• **Orden de trabajo**: Imprime sin ningún cambio todo lo que va en el texto sobre ajedrez desde «Ahora bien, no» hasta «de la otra.».

• **Fragmento proporcionado**:
----------------------------------------

No obstante, el factor humano sigue vigente por la simple razón de que el adversario posee un programa semejante al tuyo

Durante décadas, uno de los pilares que sustentó la hegemonía de la escuela soviética fue la preparación teórica: todas sus grandes estrellas contaban con algún experto en aperturas (o varios) para proveerles de novedades con que sorprender a sus rivales. Actualmente, gracias al potentísimo software ajedrecístico del que disfrutamos, el asunto se ha democratizado una barbaridad, y hasta el más chusquero de los profesionales tiene al alcance de un clic, casi regalado, un infalible analista de silicio. No obstante, el factor humano sigue vigente por la simple razón de que el adversario posee un programa semejante al tuyo. La cosa funciona así. Partiendo de una cierta posición ya conocida, igualada según la máquina y la práctica magistral, hay que encontrar una secuencia de movimientos, quizá no los mejores del todo, que obligue al rival a jugar con la máxima precisión, y a ser posible de modo poco intuitivo, para mantener el equilibrio. Por descontado, el contrario tiene su ordenador carburando a toda mecha intentando hacerte eso mismo a ti. Cuando los jugadores se citen frente el tablero, tarde o temprano uno de ellos se encontrará con un movimiento no previsto. Entonces llegarán las dudas, porque aunque sabes, te lo dijo tu ordenador, que no hay nada que temer, ¿podrás encontrar la salida sin su ayuda?

Cuando Xiu Deshun vio 12…d5! en la partida de hoy, ya no sé si le entraron las dudas o la risa floja, porque la jugada tiene una pinta farolera muy considerable, y más sabiendo quién llevaba las negras. Incluso entre sus compatriotas, que tienden a distinguirse por su fogosidad táctica (quizá porque la variante autóctona del juego, el xiangqi, es mucho más ágil que el ajedrez convencional), Wan Yeng tiene fama de especialmente temerario; hay quienes le llaman el Tal chino. Pero no hay nada de alocado en 12…d5! o en el estruendoso sacrificio 15…Nd5!! (la clave del juego negro), sino un trabajo analítico de altos vuelos que Šahovski Informator reconoció como el mejor hallazgo teórico de su volumen 114. Y no solo eso, el mismísimo Garry Kasparov la seleccionó, absolutamente entusiasmado (“¡me siento joven de nuevo!”, escribió), para protagonizar su columna en dicho volumen. Porque ojo: una cosa es conseguir ventaja en la apertura con una buena preparación casera; y otra muy distinta, cuando esta concluye y te toca pensar por tu cuenta, materializarla como lo hace Wen Yang.

Ahora bien, no me preguntéis por el punto exacto donde acaba la máquina y empieza el hombre en esta partida. Soy incapaz de distinguir al uno de la otra.

----------------------------------------

• **Extractos de datos**:

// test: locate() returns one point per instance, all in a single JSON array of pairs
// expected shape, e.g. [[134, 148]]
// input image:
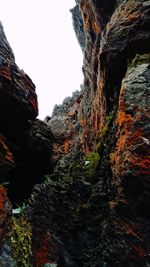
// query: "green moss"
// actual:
[[139, 60], [91, 163], [19, 239]]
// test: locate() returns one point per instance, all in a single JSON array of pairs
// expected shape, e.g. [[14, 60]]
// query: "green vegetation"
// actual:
[[19, 238], [139, 60]]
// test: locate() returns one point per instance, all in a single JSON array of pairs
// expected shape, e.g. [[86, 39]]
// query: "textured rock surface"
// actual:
[[116, 90], [94, 209], [25, 142], [5, 212]]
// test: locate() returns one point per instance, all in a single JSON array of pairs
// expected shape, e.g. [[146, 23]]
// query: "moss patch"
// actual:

----------------------------------------

• **Tarea resuelta**:
Ahora bien, no me preguntéis por el punto exacto donde acaba la máquina y empieza el hombre en esta partida. Soy incapaz de distinguir al uno de la otra.